EXCERPTED PASSAGE -
══════
# Hearse And Horse



## morbidmike (Sep 11, 2009)

Horse Skeleton And Hearse


----------



## Otaku (Dec 3, 2004)

Oh, yeah! The hearse driver looks like he might be the one responsible for the corpse being in the hearse! Nice job on the horse skelly - is the skull authentic?


----------



## IMU (Apr 8, 2009)

Very nice!


----------



## Doc Doom (Aug 28, 2008)

Way cool!


----------



## Rahnefan (May 1, 2009)

Great job on the props.

A Confederate flag in Michigan?


----------



## RoxyBlue (Oct 6, 2008)

I'm with Otaku - that driver has had one too many The horse is clearly much more sober.


----------



## nixie (Sep 17, 2008)

They all look amazing!!


----------



## scareme (Aug 29, 2006)

What have you been feeding that horse? I think he needs more of it. Great looking prop. Love the hearse.


----------



## smileyface4u23 (Apr 1, 2008)

Wow! That is just fabulous! I have wanted one of these for years, but just don't have the storage room for one - I'm jealous of ya!


----------



## The Creepster (Sep 18, 2009)

good job! you can haul the bodies to me and I can burn them up!


----------



## Spooky1 (Aug 25, 2008)

Now that we can buy a skeleton horse, everyone will be trying to figure out how to make horse drawn hearses like yours.


----------
══════
EXTRACTED INFORMATION -
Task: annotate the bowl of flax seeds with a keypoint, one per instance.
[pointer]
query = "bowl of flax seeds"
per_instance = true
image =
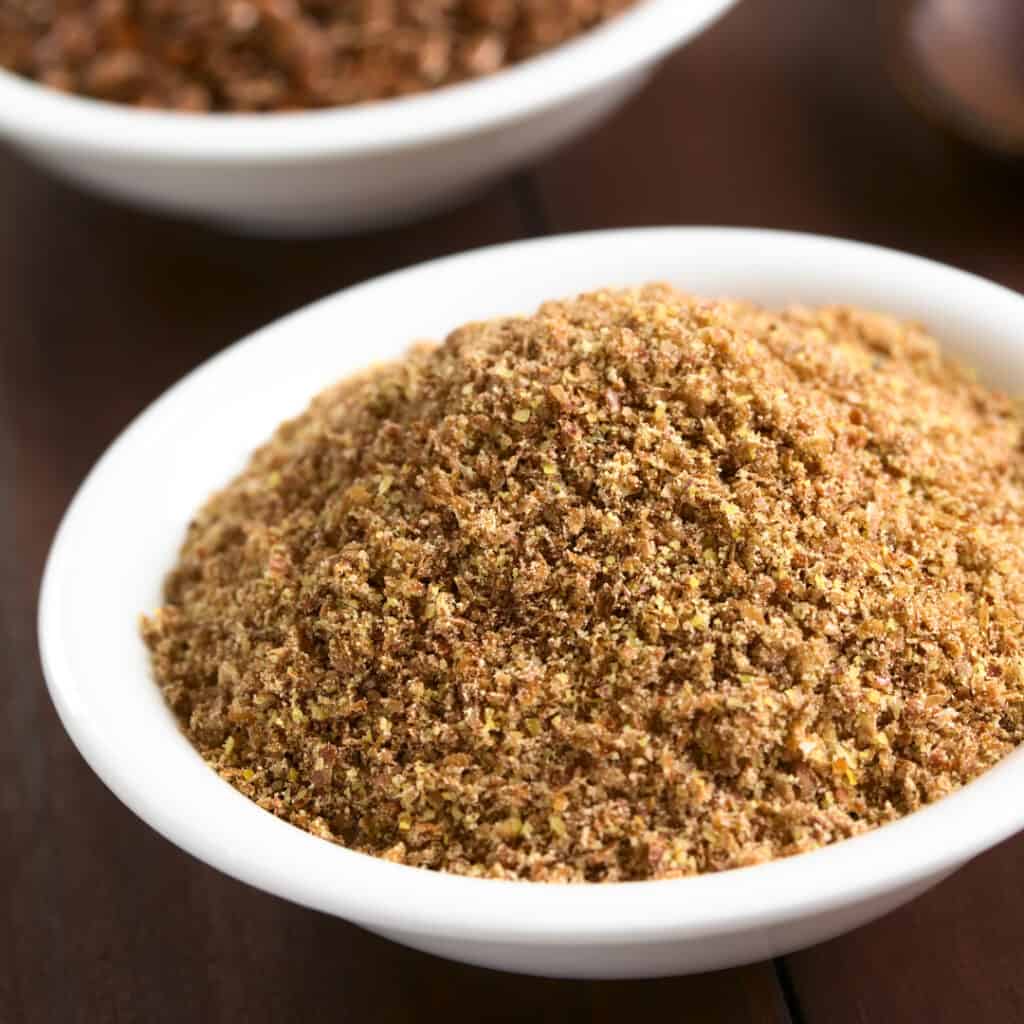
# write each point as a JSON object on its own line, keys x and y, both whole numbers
══════
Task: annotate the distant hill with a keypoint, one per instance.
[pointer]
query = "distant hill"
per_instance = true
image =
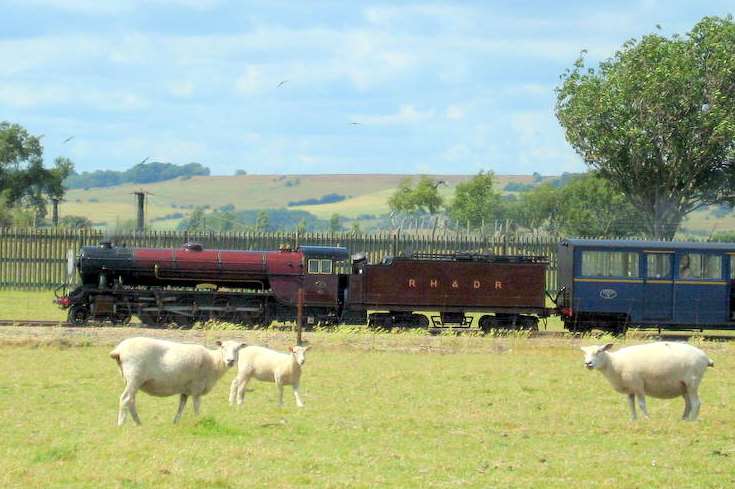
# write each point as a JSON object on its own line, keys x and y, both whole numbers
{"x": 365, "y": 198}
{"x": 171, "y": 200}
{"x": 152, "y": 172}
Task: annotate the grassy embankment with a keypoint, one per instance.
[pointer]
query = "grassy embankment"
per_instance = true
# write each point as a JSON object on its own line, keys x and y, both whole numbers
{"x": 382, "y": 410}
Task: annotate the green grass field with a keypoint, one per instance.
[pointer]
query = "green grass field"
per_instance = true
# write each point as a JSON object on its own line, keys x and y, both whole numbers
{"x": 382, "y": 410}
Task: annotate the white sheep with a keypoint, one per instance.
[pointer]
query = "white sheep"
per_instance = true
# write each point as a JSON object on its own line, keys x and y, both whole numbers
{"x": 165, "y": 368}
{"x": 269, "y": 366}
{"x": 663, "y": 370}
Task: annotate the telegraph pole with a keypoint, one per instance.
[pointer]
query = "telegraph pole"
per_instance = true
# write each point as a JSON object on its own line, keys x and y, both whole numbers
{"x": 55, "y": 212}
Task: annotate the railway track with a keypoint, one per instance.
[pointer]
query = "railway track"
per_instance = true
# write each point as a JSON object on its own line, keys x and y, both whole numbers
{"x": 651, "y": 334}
══════
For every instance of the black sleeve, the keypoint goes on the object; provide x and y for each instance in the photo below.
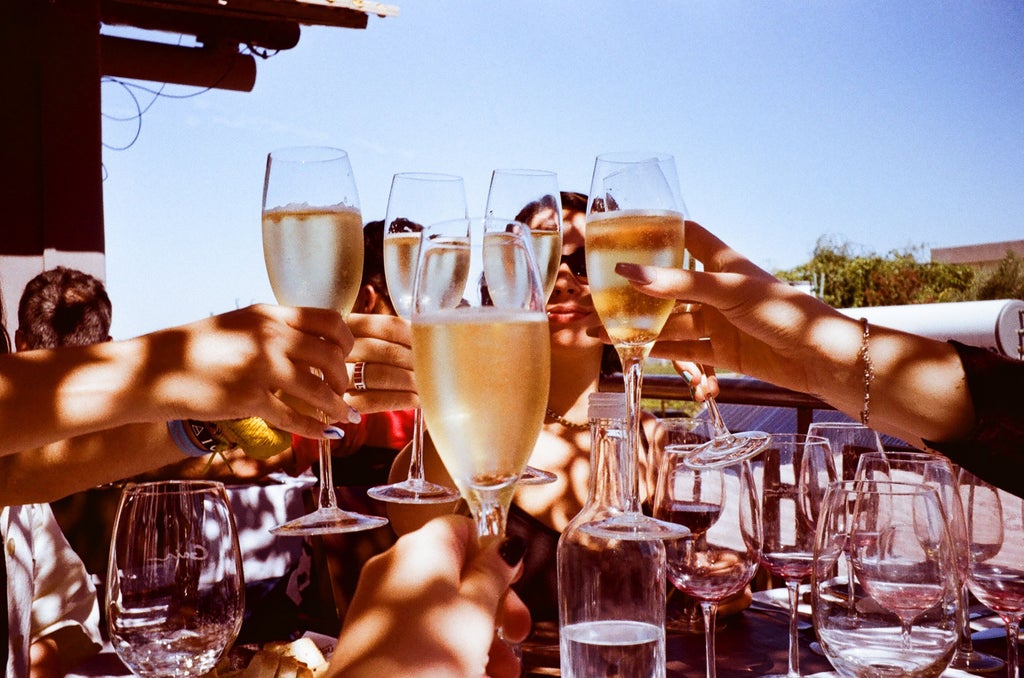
══════
GOAL - Repeat the passage of the horse-drawn hearse thread from "Wow! That is" up to and including "(Sep 18, 2009)".

WRITTEN RESPONSE -
Wow! That is just fabulous! I have wanted one of these for years, but just don't have the storage room for one - I'm jealous of ya!


----------



## The Creepster (Sep 18, 2009)